▶ [Source]:
+ + + + + + +
Il n’est cependant pas exclu que les gains intermédiaires améliorent les perspectives d’emploi de ceux qui y recourent au détriment d’autres employés ou demandeurs d’emploi. Ces effets d’éviction ne peuvent néanmoins pas être établis directement avec les méthodes employées dans l’étude. Une évaluation définitive nécessiterait donc des analyses plus approfondies.

  1. Wunsch C. (2021), Utilisation et effets des gains intermédiaires, rapport final à l’attention du Seco. []

Proposition de citation: Conny Wunsch (2021). Le gain intermédiaire, un instrument pour maîtriser la crise . La Vie économique, 31 mars.

La conception de l’étude en bref

L’étude de l’Université de Bâle recourt à différentes sources administratives de données comportant des informations sur toutes les personnes ayant touché des indemnités journalières de l’assurance-chômage pendant la période 2002–2016. Pour la mesure de l’efficacité, il a été tenu compte du fait que la décision pour ou contre un gain intermédiaire peut très souvent être prise selon le déroulement de la recherche d’emploi. Pour empêcher les distorsions, une procédure d’appariement a été utilisée : pour chaque mois de chômage, on détermine qui a réalisé un gain intermédiaire ou non. Pour chaque personne ayant touché un gain intermédiaire lors du mois sous revue, on sélectionne des personnes de référence qui n’en touchaient pas, mais dont toutes les caractéristiques pertinentes sur le plan du marché du travail étaient par ailleurs pratiquement identiques. On tient ainsi compte non seulement des caractéristiques pertinentes sur le plan du marché du travail et des parcours professionnels passés, mais également du comportement de recherche et du soutien obtenu jusqu’ici à l’office régional de placement pendant le chômage.
+ + + + + + +
▶ [Votre tâche]:
Recopiez mot pour mot le passage du texte sur le gain intermédiaire qui s'ouvre sur les mots contenant « Il n’est cependant » et se termine par « économique, 31 mars. ».

▶ [Données fournies]:
+ + + + + + +
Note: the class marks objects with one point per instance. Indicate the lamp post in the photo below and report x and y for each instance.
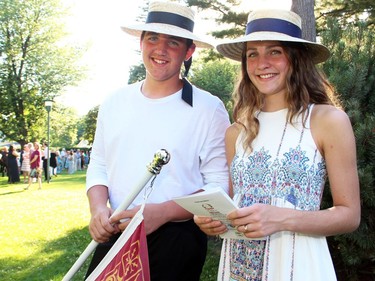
(48, 106)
+ + + + + + +
▶ [Tâche réalisée]:
Il n’est cependant pas exclu que les gains intermédiaires améliorent les perspectives d’emploi de ceux qui y recourent au détriment d’autres employés ou demandeurs d’emploi. Ces effets d’éviction ne peuvent néanmoins pas être établis directement avec les méthodes employées dans l’étude. Une évaluation définitive nécessiterait donc des analyses plus approfondies.

  1. Wunsch C. (2021), Utilisation et effets des gains intermédiaires, rapport final à l’attention du Seco. []

Proposition de citation: Conny Wunsch (2021). Le gain intermédiaire, un instrument pour maîtriser la crise . La Vie économique, 31 mars.